- **Stated exercise**
Reproduce the data below line for line, keeping every word, number, and punctuation mark unchanged.
--- Begin ---
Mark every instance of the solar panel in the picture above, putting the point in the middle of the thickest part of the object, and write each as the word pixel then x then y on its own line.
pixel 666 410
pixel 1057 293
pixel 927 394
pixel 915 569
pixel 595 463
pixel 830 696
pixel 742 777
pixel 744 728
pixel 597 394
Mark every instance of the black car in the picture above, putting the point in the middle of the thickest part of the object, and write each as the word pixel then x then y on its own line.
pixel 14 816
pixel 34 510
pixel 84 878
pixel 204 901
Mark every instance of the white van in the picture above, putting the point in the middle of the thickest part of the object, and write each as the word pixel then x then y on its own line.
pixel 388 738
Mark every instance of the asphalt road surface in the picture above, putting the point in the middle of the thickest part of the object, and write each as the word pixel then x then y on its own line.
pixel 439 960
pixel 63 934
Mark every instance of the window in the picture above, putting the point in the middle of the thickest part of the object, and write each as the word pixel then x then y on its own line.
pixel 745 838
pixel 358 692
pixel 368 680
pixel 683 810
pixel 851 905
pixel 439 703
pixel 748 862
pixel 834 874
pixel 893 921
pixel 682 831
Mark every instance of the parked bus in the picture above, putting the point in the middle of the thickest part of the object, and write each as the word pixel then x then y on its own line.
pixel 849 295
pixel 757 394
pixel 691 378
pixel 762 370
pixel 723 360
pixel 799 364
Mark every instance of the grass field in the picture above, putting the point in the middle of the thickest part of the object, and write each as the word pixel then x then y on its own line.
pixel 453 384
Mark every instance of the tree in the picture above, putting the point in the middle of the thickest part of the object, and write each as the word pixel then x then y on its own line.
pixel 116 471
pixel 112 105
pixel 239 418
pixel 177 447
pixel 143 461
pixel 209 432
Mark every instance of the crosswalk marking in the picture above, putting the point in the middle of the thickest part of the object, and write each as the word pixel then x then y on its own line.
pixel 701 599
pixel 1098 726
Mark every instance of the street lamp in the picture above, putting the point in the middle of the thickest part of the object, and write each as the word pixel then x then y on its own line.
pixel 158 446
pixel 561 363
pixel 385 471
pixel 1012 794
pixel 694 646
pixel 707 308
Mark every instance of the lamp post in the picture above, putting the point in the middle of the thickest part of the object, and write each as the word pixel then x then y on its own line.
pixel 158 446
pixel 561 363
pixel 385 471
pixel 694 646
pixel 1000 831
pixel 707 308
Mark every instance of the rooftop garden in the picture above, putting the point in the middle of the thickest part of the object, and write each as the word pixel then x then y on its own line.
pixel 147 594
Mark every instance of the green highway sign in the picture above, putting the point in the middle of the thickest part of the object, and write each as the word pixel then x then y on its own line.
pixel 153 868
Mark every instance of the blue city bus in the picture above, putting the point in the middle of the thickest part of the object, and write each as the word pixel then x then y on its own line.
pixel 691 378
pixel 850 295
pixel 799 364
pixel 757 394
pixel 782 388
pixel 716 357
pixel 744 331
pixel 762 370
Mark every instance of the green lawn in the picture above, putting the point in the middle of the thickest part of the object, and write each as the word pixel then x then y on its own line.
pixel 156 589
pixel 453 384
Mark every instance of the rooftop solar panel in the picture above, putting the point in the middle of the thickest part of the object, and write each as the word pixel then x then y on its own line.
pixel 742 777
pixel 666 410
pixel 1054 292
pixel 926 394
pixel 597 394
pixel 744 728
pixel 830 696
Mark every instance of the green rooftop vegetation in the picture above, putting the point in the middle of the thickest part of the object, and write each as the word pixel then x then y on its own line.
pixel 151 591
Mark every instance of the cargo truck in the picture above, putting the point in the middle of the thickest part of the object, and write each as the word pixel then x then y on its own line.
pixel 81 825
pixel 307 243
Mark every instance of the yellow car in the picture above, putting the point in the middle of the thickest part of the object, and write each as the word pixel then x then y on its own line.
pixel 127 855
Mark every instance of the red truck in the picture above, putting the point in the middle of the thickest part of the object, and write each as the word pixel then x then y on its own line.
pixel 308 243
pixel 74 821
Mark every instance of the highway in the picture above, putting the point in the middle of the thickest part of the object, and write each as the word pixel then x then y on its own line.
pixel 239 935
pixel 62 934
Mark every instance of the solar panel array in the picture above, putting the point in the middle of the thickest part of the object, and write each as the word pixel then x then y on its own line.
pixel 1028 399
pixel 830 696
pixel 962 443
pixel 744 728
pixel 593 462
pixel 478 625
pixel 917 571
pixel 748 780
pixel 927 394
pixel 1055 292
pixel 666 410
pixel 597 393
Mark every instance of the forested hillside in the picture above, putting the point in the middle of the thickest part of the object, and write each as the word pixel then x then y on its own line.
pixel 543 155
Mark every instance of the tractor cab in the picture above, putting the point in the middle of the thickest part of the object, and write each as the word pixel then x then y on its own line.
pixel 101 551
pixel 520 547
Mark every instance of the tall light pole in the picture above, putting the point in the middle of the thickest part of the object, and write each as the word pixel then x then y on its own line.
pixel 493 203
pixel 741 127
--- End ---
- **Worked answer**
Mark every instance of the solar panel in the picture above, putting the point in the middle of the thickest part of the object, and write each as the word pixel then x then y on its own line.
pixel 666 410
pixel 1057 293
pixel 927 394
pixel 915 569
pixel 595 463
pixel 830 696
pixel 742 777
pixel 744 728
pixel 597 394
Mark every instance of the black car in the picture above, putting the point in the middle of the thickest part of the object, and write each as the word pixel then x then y on its own line.
pixel 14 816
pixel 34 510
pixel 84 878
pixel 204 901
Mark every instance of the white van in the picture above, putting the point in the middle of the thickest part of the object, and write each as the word pixel then x then y on its own line.
pixel 388 738
Mark every instance of the asphalt road surface in the picture above, putting the point in the middle of the thickest part of the object, and write each as the word pixel then x then y on its own line.
pixel 439 960
pixel 63 934
Mark every instance of the window in the picture above, putting the point in the middle of the thickest part of the object, and write each as the word pixel then x then y on its own line.
pixel 745 838
pixel 358 692
pixel 368 680
pixel 683 810
pixel 851 905
pixel 439 703
pixel 748 862
pixel 834 874
pixel 893 921
pixel 682 831
Mark every instance of the parked bus in the picture above, putting the point in the middle of the thickest part of the object, and write each as the word pixel then x then y on its own line.
pixel 849 295
pixel 757 394
pixel 691 378
pixel 762 370
pixel 723 360
pixel 799 364
Mark every instance of the grass field in the picture above, putting the point in the middle of the thickest part of the object, and write each as the word pixel then x then y on its own line.
pixel 453 384
Mark every instance of the tree in the picture above, putting the point in the middle of the thickest part of the object, and write each as the word pixel then x then y on its own line.
pixel 116 471
pixel 112 105
pixel 239 418
pixel 177 447
pixel 143 461
pixel 209 432
Mark every instance of the crosswalk marking in the picture above, putting the point in the middle of the thickest part of the object, and write each as the word pixel then x then y on its own line.
pixel 701 599
pixel 1098 726
Mark every instance of the street lamp in the picture above, putting the point in the middle of the thickest part of the object, and write each as the word pixel then x then y on its own line.
pixel 158 446
pixel 561 363
pixel 385 471
pixel 1012 794
pixel 694 646
pixel 707 308
Mark every instance of the lamp post in the picture above, putting the point in the middle of the thickest part of the object, and write each as the word pixel then x then y on its own line.
pixel 158 446
pixel 561 363
pixel 385 471
pixel 694 646
pixel 1000 831
pixel 707 308
Mark every instance of the rooftop garden in the picture above, putting the point in the middle of the thickest part of the object, and write each as the word pixel then x then y on its own line.
pixel 147 594
Mark every instance of the green highway sign in the picture above, putting the point in the middle of the thickest part of the object, and write each as the word pixel then x then y on its own line.
pixel 153 868
Mark every instance of the blue city bus in the picture above, putting the point in the middle of the thickest part of the object, and write each as the word pixel then x then y on its own line.
pixel 691 378
pixel 850 295
pixel 799 364
pixel 757 394
pixel 782 388
pixel 716 357
pixel 744 331
pixel 762 370
Mark every instance of the green lawn in the picture above, putting the point in the middle of the thickest part of the object, and write each as the word pixel then x then y on its own line.
pixel 156 589
pixel 453 384
Mark every instance of the rooftop solar panel in the picture above, putting the point in the middle of the thickest part of the object, and write each as the word pixel then x then y on its own line.
pixel 742 777
pixel 666 410
pixel 1054 292
pixel 926 394
pixel 597 394
pixel 744 728
pixel 830 696
Mark every instance of the green rooftop vegetation in the picture above, putting the point in the middle of the thickest part of the object, and write each as the word pixel then x then y on its own line.
pixel 151 591
Mark every instance of the cargo truck in the picture above, putting the point in the middle of the thickest part of the object, and write each as the word pixel then x then y on its own line.
pixel 81 825
pixel 307 243
Mark every instance of the yellow car in the picture above, putting the point in the middle of the thickest part of the object, and write each as the word pixel then x then y on its own line.
pixel 127 855
Mark every instance of the red truck in the picture above, putting the point in the middle of the thickest part of the object, and write each as the word pixel then x then y on its own line.
pixel 308 243
pixel 74 821
Mark every instance of the highway in the picture above, putting the point in the middle of the thickest part of the object, and write each as the word pixel then x then y on its own line.
pixel 239 935
pixel 62 934
Mark every instance of the solar panel array in the picture above, putting the point in the middle of the thickest part of the object, and write each as the word pixel then x then y on its own line.
pixel 1028 399
pixel 830 696
pixel 962 443
pixel 744 728
pixel 593 462
pixel 478 625
pixel 917 571
pixel 748 780
pixel 927 394
pixel 1055 292
pixel 666 410
pixel 597 393
Mark every instance of the forested hillside in the picture above, putting the point in the middle of the thickest part of the object, and write each as the word pixel then x then y on its own line.
pixel 543 155
Mark every instance of the tractor cab in the picture above, putting the point in the middle of the thickest part of the object, and write each as the word pixel then x then y on its own line.
pixel 101 551
pixel 520 547
Mark every instance of the tall light pole in the picture above, putting the point in the middle of the thickest part of the object, and write each as the word pixel then x then y on its own line.
pixel 493 203
pixel 741 127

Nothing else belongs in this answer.